(Collected data)
- - - - -

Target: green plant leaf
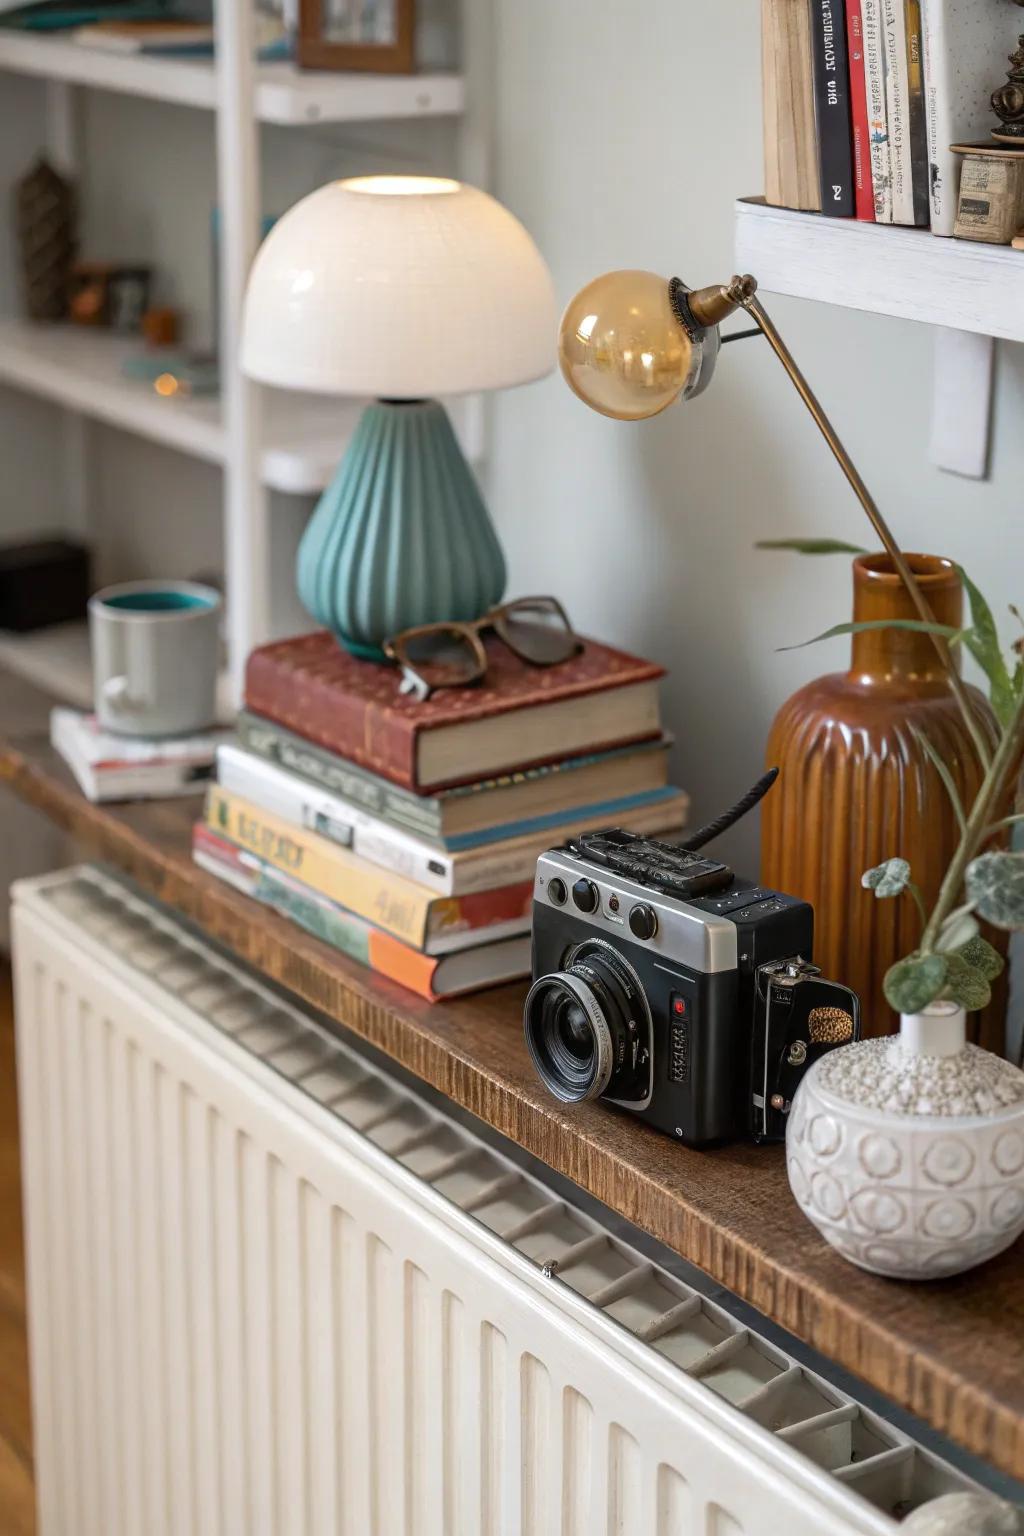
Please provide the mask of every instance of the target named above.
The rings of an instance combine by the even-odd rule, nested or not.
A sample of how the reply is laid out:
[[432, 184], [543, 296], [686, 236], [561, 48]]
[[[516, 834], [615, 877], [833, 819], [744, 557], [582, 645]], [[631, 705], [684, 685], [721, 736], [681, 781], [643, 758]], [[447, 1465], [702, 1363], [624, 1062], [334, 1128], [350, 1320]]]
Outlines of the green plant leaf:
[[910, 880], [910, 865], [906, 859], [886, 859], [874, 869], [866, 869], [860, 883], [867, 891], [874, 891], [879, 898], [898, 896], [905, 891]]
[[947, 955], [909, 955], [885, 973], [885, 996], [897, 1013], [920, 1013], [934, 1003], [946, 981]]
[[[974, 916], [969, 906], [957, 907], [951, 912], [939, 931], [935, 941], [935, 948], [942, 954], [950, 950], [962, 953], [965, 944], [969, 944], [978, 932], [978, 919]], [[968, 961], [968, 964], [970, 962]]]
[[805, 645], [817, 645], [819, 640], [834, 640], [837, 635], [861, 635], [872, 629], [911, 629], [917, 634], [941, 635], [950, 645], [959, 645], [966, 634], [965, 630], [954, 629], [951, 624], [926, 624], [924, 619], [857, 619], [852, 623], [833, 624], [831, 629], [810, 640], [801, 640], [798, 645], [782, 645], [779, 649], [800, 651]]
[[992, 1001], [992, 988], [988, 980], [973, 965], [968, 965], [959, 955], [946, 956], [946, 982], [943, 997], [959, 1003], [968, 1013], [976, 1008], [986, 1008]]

- - - - -

- **Exercise**:
Write out each line above that contains the word "instance".

- **Answer space**:
Please provide the mask of every instance of the target named above.
The rings of an instance combine by the even-odd rule, nested or not.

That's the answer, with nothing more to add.